Requisitos del ejercicio:
Sustituya "rough mask" por "coarse mask" en todo el listado siguiente y reprodúzcalo sin ningún otro cambio.
-.-.-
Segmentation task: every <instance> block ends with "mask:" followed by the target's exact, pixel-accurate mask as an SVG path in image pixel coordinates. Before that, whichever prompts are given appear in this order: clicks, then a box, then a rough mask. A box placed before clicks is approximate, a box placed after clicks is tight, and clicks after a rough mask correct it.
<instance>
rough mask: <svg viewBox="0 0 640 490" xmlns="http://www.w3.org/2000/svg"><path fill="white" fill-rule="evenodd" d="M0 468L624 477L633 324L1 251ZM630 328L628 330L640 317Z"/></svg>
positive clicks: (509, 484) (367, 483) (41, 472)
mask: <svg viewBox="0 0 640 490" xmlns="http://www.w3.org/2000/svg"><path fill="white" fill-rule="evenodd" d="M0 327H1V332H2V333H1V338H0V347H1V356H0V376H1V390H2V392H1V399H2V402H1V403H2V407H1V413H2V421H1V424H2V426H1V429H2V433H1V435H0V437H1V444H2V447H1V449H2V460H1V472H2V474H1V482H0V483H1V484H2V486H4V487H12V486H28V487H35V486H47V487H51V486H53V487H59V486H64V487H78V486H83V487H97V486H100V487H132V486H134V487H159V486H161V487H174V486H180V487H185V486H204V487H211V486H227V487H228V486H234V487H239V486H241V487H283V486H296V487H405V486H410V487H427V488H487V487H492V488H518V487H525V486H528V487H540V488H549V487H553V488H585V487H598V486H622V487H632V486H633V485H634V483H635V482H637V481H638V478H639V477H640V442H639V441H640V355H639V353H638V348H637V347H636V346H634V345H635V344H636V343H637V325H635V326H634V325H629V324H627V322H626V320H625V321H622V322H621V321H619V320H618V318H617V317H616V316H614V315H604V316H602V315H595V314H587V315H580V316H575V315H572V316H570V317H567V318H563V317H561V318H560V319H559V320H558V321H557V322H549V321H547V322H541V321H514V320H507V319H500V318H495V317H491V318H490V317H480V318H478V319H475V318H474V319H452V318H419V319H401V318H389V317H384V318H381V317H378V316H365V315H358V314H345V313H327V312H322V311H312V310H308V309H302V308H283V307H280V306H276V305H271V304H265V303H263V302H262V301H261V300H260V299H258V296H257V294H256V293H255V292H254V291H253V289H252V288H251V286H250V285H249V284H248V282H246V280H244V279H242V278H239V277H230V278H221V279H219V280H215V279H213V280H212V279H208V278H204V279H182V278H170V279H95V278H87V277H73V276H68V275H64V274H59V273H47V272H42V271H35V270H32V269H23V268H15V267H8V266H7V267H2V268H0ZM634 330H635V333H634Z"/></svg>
-.-.-
Solución redactada:
Segmentation task: every <instance> block ends with "mask:" followed by the target's exact, pixel-accurate mask as an SVG path in image pixel coordinates. Before that, whichever prompts are given appear in this order: clicks, then a box, then a coarse mask. A box placed before clicks is approximate, a box placed after clicks is tight, and clicks after a coarse mask correct it.
<instance>
coarse mask: <svg viewBox="0 0 640 490" xmlns="http://www.w3.org/2000/svg"><path fill="white" fill-rule="evenodd" d="M0 468L624 477L633 324L1 251ZM630 328L628 330L640 317Z"/></svg>
positive clicks: (509, 484) (367, 483) (41, 472)
mask: <svg viewBox="0 0 640 490" xmlns="http://www.w3.org/2000/svg"><path fill="white" fill-rule="evenodd" d="M0 327H1V332H2V333H1V338H0V347H1V356H0V376H1V390H2V392H1V399H2V402H1V403H2V407H1V413H2V421H1V424H2V426H1V429H2V433H1V435H0V437H1V444H2V447H1V449H2V460H1V472H2V474H1V482H0V483H1V484H2V486H4V487H12V486H28V487H35V486H47V487H51V486H53V487H59V486H64V487H78V486H83V487H97V486H100V487H132V486H134V487H159V486H161V487H174V486H180V487H185V486H204V487H211V486H227V487H228V486H234V487H239V486H241V487H283V486H296V487H405V486H410V487H427V488H487V487H492V488H518V487H525V486H528V487H540V488H549V487H553V488H585V487H598V486H622V487H632V486H633V485H634V483H635V482H637V481H638V478H639V477H640V442H639V441H640V355H639V353H638V348H637V347H636V346H634V345H635V344H636V343H637V325H635V326H634V325H629V324H627V322H626V320H625V321H622V322H621V321H619V320H618V318H617V317H616V316H614V315H604V316H602V315H595V314H587V315H580V316H575V315H572V316H570V317H567V318H563V317H561V318H560V319H559V320H558V321H557V322H549V321H547V322H541V321H514V320H507V319H500V318H495V317H491V318H490V317H480V318H478V319H475V318H474V319H452V318H419V319H401V318H389V317H384V318H381V317H378V316H365V315H358V314H345V313H327V312H322V311H312V310H308V309H302V308H283V307H280V306H276V305H271V304H265V303H263V302H262V301H261V300H260V299H258V296H257V294H256V293H255V292H254V291H253V289H252V288H251V286H250V285H249V284H248V282H246V280H244V279H242V278H239V277H230V278H221V279H219V280H215V279H213V280H212V279H208V278H204V279H182V278H170V279H95V278H87V277H73V276H68V275H64V274H59V273H47V272H42V271H35V270H32V269H23V268H15V267H8V266H7V267H2V268H0ZM634 330H635V333H634Z"/></svg>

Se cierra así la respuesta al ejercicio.